EXERCISES TO COMPLETE
1. According to the profile of Bhairon Singh Shekhawat, which three periods did he serve as Chief Minister of Rajasthan?
2. Continue the profile of Bhairon Singh Shekhawat from its final sentence.

DOCUMENT EXCERPT
Editorial Analysis Prelims Plus
Why is in news? PM pays tributes to Former Vice President of India, Shri Bhairon Singh Shekhawat on his 100th birth anniversary
Bhairon Singh Shekhawat (23 October 1925 – 15 May 2010) was the 11th vice president of India.
He served in that position from August 2002, when he was elected to a five-year term by the electoral college following the death of Krishan Kant, until he resigned on 21 July 2007, after losing the presidential election to Pratibha Patil.
Bhairon Singh Shekhawat was a member of the Bharatiya Janata Party.
He served as the Chief Minister of Rajasthan three times, from 1977 to 1980, 1990 to 1992 and 1993 to 1998.
He represented several constituencies in Rajasthan Vidhan Sabha from 1952 to 2002. He was also awarded Padma Bhushan in the year 2003.
He was born in 1925 to a Rajput family in the village of Khachriyawas, then in Sikar district, Rajputana Agency, British India.

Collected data

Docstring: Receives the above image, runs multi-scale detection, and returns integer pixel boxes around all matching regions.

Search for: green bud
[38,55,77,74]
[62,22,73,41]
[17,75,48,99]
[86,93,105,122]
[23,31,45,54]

ANSWERS FOR EACH ITEM
1. He served from 1977 to 1980, from 1990 to 1992, and from 1993 to 1998.

2.
Referred to as "Rajasthan ka ek hi Singh" (The only lion of Rajasthan) or "Babosa" (Head of the family of Rajasthan) and affectionately as Bhairon Baba, Bhairon Singh Shekhawat entered politics in 1952.
He played the most crucial role in removing Sati (practice) from Rajasthan as a part of their culture, especially among Rajput community.
Shekhawat started the "Antyoday Yojna" scheme, which was intended to uplift the poorest of the poor. The chairman of the World Bank, Robert McNamara, referred to him as the Rockefeller of India.
Bhairon Singh Shekhawat succumbed to cancer and other related health problems, and died on 15 May 2010 at the Sawai Man Singh Hospital in Jaipur.